■ **PROBLEM**:
Every line of the entries that holds the word "each" is to be copied.

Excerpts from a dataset
------------------------------------------------

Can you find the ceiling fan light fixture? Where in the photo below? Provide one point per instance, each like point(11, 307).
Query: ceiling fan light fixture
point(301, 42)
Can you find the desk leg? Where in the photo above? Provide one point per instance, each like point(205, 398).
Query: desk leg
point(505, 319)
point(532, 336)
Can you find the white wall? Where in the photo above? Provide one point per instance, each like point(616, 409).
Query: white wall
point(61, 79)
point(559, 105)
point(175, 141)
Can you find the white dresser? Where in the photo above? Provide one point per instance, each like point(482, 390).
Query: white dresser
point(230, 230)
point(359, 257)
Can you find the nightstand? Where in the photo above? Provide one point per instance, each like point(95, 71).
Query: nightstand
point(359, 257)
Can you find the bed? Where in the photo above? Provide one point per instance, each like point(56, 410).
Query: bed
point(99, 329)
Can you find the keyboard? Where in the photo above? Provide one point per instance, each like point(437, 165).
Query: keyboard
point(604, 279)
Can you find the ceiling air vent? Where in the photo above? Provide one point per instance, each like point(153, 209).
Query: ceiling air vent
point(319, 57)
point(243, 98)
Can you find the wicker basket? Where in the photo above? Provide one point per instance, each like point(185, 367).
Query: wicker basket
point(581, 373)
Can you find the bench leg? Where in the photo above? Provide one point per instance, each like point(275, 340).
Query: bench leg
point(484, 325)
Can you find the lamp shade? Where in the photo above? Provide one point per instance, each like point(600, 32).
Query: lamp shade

------------------------------------------------

■ **ANSWER BOX**:
Can you find the ceiling fan light fixture? Where in the photo below? Provide one point per instance, each like point(11, 307).
Can you find the desk leg? Where in the photo above? Provide one point per instance, each like point(205, 398).
Can you find the white wall? Where in the photo above? Provide one point per instance, each like point(616, 409).
Can you find the white dresser? Where in the photo above? Provide one point per instance, each like point(482, 390).
Can you find the nightstand? Where in the photo above? Provide one point per instance, each like point(95, 71).
Can you find the bed? Where in the photo above? Provide one point per instance, each like point(56, 410).
Can you find the keyboard? Where in the photo above? Provide one point per instance, each like point(437, 165).
Can you find the ceiling air vent? Where in the photo above? Provide one point per instance, each like point(153, 209).
Can you find the wicker basket? Where in the photo above? Provide one point per instance, each like point(185, 367).
Can you find the bench leg? Where in the photo above? Provide one point per instance, each like point(275, 340).
Can you find the lamp shade? Where in the photo above? Provide one point per instance, each like point(600, 32).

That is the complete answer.